About 51 percent of U.S. adults say the federal government is responsible for making sure all Americans have health coverage.
That percentage is down from a recent peak of 69 percent, recorded in 2006, but it’s up from 45 percent in 2014, and it’s up from a recent nadir of 42 percent, recorded in 2013.
Justin McCarthy, a Gallup analyst, published those figures in a summary of results from surveys of 1,021 U.S. adults ages 18 and older, living in all 50 states and the District of Columbia, conducted from Nov. 4 through Nov. 8.
Gallup asked survey participants a separate question about whether the participants would prefer that the United States have a “government-run health care system” or “a system based mostly on private health insurance.”
Support for a “government-run system” has increased to 41 percent this year, from 35 percent in 2014. Support for a government-run system is at the highest level Gallup has recorded since at least 2010.

*-*-*

- To do -
1. Copy word for word the stretch of the health coverage survey passage from "Justin McCarthy, a" through "at least 2010.".
2. Continue the health coverage survey passage, starting right after its last sentence.

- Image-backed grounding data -

*-*-*

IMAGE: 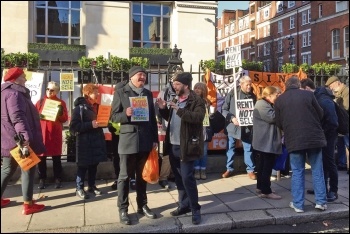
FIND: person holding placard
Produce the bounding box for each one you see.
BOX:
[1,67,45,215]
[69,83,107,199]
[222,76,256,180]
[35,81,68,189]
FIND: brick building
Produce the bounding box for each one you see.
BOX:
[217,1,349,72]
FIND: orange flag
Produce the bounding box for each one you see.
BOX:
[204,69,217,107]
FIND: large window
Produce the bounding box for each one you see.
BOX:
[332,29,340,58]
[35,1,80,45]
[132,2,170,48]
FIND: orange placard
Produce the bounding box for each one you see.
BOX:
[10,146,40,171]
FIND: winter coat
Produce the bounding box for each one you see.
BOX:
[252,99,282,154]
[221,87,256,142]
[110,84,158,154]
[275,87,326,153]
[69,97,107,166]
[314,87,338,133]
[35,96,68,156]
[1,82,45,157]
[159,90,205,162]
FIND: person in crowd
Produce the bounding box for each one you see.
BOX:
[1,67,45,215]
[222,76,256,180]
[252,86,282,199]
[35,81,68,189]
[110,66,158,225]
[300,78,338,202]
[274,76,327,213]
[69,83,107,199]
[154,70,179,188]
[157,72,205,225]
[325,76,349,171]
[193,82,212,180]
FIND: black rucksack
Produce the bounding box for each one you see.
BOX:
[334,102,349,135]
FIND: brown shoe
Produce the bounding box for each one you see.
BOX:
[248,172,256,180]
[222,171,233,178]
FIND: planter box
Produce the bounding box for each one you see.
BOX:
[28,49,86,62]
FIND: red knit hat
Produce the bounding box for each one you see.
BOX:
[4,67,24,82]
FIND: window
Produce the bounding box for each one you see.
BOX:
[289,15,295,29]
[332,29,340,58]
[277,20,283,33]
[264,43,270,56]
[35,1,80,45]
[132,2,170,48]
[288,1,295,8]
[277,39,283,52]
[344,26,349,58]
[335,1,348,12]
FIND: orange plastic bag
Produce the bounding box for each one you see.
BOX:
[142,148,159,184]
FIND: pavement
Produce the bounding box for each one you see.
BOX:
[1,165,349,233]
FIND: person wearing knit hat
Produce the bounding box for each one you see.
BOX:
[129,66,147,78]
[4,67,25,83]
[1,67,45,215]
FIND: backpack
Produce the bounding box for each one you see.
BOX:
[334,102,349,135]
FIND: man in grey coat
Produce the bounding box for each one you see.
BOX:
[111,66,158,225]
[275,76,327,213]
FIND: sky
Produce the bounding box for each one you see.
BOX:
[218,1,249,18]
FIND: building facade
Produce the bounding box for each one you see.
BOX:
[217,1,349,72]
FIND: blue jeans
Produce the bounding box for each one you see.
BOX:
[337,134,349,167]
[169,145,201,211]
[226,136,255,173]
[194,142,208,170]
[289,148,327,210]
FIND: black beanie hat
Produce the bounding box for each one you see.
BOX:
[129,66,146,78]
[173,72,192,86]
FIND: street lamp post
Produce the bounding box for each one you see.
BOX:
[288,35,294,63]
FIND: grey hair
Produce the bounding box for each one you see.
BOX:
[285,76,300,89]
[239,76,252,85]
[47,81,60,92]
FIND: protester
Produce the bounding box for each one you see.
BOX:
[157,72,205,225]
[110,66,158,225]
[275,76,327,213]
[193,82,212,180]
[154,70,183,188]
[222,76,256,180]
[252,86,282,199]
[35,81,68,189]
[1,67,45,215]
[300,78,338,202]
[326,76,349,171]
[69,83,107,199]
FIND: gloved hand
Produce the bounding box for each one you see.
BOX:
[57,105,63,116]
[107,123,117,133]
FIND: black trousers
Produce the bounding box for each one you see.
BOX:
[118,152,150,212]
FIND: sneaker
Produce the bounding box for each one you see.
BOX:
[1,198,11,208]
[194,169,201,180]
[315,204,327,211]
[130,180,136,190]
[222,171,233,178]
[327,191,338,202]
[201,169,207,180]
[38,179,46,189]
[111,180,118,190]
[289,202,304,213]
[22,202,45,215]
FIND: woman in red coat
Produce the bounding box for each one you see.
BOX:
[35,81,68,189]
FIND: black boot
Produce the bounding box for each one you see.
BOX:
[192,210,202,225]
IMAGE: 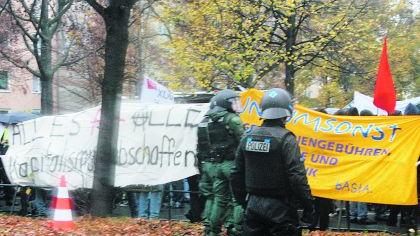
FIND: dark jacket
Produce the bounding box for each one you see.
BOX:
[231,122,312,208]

*-*-*

- Per-task answers -
1.
Justin McCarthy, a Gallup analyst, published those figures in a summary of results from surveys of 1,021 U.S. adults ages 18 and older, living in all 50 states and the District of Columbia, conducted from Nov. 4 through Nov. 8.
Gallup asked survey participants a separate question about whether the participants would prefer that the United States have a “government-run health care system” or “a system based mostly on private health insurance.”
Support for a “government-run system” has increased to 41 percent this year, from 35 percent in 2014. Support for a government-run system is at the highest level Gallup has recorded since at least 2010.

2.
The percentage of participants who said they prefer a system based on private insurance fell to 55 percent, from 61 percent a year ago. That’s the lowest level of support for a system based on private insurance since at least 2010.
The younger the participants were, the more likely they were to support a government-run system. The participants ages 65 and over, who mostly qualify for Medicare, expressed strong support for private insurance: 63 percent said they want a system based on private insurance, and only 31 percent said they want a government-run system.